**Required work**: Say nothing but the number of lines below in which the string "tree" appears.

==*==

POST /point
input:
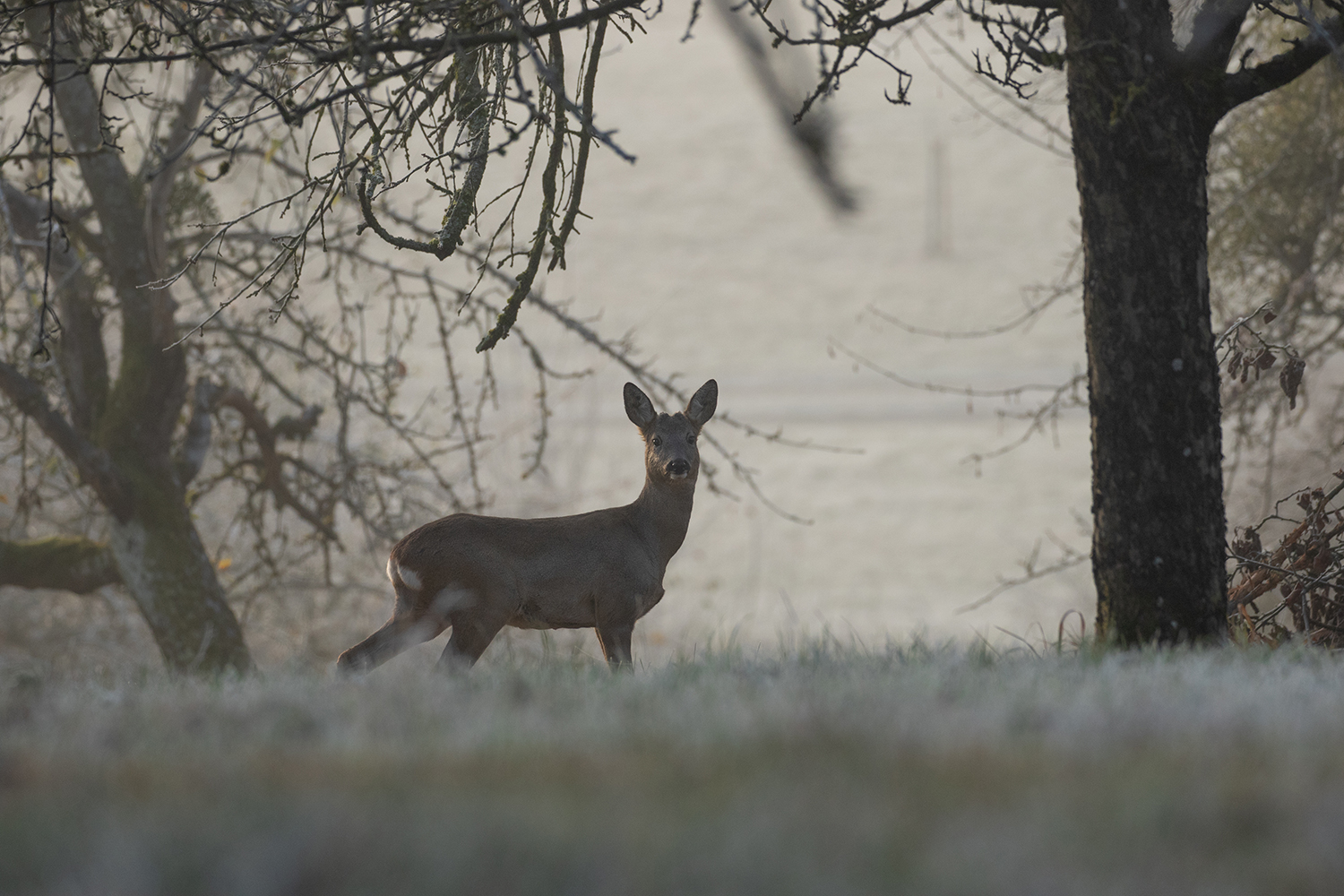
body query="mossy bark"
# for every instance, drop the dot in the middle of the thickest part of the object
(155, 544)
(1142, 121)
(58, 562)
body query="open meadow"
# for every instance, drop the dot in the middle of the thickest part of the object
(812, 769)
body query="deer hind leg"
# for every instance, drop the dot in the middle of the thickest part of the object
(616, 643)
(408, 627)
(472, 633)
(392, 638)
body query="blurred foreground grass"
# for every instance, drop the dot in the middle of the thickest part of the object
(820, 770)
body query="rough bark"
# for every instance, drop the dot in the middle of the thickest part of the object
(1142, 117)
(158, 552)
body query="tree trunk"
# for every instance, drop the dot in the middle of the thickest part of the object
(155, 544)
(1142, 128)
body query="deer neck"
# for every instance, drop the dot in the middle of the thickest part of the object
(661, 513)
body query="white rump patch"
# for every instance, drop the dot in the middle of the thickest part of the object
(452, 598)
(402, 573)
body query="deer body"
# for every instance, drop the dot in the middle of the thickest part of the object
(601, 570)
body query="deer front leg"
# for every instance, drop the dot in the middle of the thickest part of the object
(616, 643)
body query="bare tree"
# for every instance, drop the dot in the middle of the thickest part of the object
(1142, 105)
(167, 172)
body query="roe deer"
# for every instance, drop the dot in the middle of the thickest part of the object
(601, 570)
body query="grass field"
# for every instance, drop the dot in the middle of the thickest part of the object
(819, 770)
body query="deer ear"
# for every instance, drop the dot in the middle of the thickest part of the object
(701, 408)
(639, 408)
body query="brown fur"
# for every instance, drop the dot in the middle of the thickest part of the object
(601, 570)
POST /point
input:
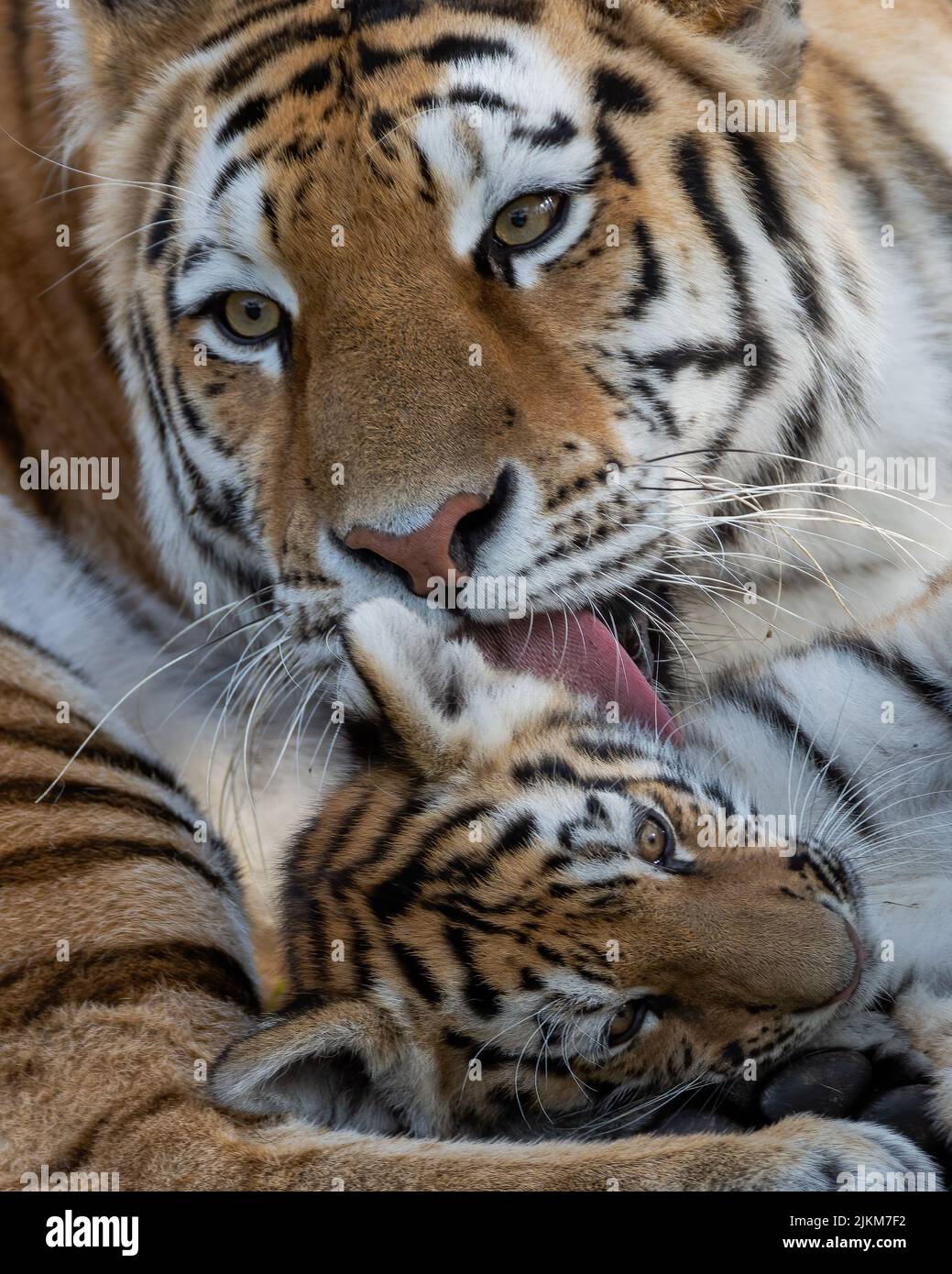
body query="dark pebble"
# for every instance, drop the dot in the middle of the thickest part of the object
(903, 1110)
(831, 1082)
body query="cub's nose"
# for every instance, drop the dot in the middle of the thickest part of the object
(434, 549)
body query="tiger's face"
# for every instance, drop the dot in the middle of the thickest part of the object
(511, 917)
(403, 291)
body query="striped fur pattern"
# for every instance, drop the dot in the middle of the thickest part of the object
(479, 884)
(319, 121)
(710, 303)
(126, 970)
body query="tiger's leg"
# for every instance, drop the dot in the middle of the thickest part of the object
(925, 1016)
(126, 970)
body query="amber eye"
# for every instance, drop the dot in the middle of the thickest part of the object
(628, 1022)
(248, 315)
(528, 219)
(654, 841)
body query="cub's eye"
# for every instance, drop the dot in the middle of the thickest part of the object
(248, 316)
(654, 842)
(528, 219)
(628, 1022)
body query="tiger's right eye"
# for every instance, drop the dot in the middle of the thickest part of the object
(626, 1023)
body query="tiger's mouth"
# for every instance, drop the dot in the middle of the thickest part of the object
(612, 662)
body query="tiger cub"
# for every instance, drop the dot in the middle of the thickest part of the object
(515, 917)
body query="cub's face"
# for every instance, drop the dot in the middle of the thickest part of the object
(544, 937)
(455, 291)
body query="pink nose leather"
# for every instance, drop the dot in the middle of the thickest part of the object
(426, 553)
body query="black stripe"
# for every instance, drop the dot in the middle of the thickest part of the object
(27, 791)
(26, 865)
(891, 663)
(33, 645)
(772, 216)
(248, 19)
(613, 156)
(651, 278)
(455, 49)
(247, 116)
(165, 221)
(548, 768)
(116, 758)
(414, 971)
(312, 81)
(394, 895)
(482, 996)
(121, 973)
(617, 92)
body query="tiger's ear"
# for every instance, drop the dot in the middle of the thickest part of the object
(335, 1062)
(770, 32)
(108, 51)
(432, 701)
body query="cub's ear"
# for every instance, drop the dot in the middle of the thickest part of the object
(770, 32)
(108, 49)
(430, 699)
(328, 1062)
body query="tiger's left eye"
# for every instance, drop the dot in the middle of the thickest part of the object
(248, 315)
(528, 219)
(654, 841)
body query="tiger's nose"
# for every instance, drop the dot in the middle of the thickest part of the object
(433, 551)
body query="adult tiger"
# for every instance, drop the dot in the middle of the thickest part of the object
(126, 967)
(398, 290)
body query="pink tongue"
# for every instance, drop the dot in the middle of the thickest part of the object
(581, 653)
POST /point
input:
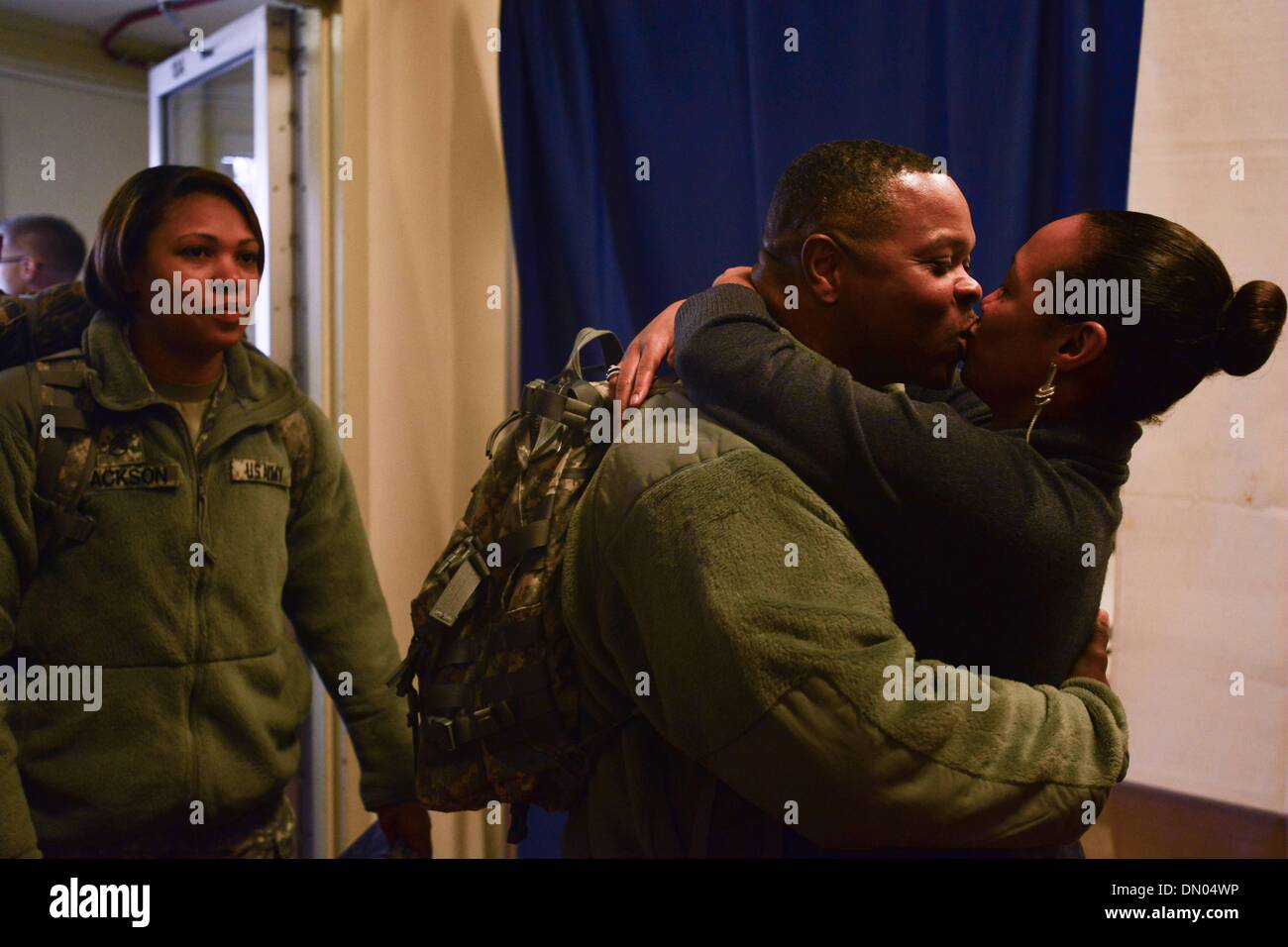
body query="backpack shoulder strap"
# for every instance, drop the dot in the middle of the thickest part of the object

==*==

**Task result**: 2